Would you transcribe exactly the lines below, starting at the one that contains "The response should indicate, for every instance of the white" and ending with the last line, both included? Leave out all other lines.

-------- Given records

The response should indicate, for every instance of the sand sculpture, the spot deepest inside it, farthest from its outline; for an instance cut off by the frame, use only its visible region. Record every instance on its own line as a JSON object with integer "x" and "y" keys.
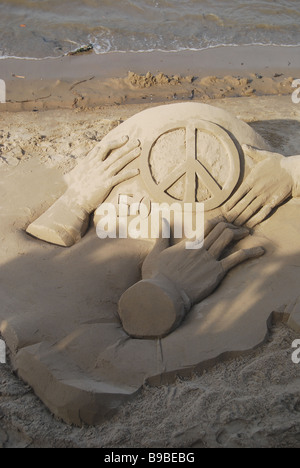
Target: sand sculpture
{"x": 85, "y": 368}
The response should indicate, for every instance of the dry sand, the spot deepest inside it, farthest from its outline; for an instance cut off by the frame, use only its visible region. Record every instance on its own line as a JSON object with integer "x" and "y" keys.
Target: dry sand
{"x": 250, "y": 401}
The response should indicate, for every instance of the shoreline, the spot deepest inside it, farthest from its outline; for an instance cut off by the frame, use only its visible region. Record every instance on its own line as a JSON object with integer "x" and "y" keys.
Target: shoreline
{"x": 116, "y": 64}
{"x": 89, "y": 80}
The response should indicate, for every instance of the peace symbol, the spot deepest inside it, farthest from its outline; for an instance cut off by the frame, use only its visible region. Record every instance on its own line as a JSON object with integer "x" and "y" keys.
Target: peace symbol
{"x": 193, "y": 166}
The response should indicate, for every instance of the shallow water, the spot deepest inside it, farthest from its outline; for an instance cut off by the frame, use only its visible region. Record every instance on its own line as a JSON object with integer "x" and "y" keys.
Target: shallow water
{"x": 51, "y": 28}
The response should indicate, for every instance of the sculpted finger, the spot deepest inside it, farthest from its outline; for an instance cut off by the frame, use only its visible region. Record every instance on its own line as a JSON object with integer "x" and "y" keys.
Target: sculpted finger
{"x": 260, "y": 216}
{"x": 240, "y": 207}
{"x": 215, "y": 233}
{"x": 161, "y": 244}
{"x": 227, "y": 236}
{"x": 126, "y": 175}
{"x": 241, "y": 256}
{"x": 256, "y": 154}
{"x": 210, "y": 224}
{"x": 241, "y": 192}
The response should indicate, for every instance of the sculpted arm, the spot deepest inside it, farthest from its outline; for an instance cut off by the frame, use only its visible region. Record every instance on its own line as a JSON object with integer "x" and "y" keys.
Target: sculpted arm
{"x": 89, "y": 184}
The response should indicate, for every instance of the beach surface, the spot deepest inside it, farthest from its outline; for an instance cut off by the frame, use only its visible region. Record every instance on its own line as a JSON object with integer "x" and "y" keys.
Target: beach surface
{"x": 249, "y": 401}
{"x": 89, "y": 80}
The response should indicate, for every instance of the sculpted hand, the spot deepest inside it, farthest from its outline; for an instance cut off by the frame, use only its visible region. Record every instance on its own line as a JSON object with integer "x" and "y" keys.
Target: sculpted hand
{"x": 93, "y": 179}
{"x": 67, "y": 220}
{"x": 174, "y": 279}
{"x": 270, "y": 183}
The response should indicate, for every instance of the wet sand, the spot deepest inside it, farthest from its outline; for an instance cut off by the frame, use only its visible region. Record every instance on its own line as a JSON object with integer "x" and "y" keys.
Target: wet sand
{"x": 89, "y": 80}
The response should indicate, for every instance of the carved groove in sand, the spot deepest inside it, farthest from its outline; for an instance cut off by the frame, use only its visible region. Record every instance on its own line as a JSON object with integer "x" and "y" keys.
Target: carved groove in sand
{"x": 208, "y": 164}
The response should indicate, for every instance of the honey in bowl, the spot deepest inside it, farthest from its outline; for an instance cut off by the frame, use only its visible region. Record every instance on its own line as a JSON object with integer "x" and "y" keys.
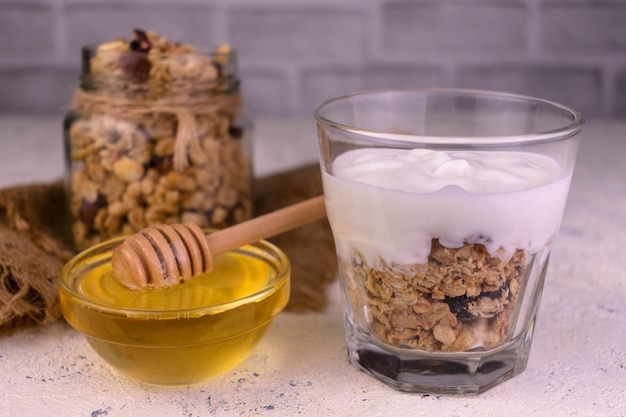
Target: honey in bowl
{"x": 180, "y": 334}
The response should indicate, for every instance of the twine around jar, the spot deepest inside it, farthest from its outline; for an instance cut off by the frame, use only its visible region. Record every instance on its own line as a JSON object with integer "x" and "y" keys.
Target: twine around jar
{"x": 184, "y": 106}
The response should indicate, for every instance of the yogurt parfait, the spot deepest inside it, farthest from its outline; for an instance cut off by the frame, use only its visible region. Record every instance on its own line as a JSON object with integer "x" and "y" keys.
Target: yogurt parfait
{"x": 444, "y": 205}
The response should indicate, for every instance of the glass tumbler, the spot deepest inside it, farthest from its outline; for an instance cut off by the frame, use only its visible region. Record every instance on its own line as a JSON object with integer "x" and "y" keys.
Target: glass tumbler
{"x": 444, "y": 205}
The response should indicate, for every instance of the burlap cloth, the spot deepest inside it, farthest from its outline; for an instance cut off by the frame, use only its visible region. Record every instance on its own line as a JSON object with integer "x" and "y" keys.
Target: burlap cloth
{"x": 34, "y": 246}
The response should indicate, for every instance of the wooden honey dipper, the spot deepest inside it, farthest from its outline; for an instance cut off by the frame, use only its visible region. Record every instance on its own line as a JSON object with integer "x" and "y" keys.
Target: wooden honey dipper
{"x": 165, "y": 255}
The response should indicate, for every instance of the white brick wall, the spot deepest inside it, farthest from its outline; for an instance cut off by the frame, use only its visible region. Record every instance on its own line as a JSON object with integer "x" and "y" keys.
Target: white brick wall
{"x": 296, "y": 53}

----------------

-- Exercise response --
The response should indicate, for every instance of the white brick wall, the spot deepest inside it, farthest from its outline; for an instance cut off by the frame, use only its visible region. Record every instance on its own line as a JSON object with integer "x" and "y" keys.
Target: white brick wall
{"x": 296, "y": 53}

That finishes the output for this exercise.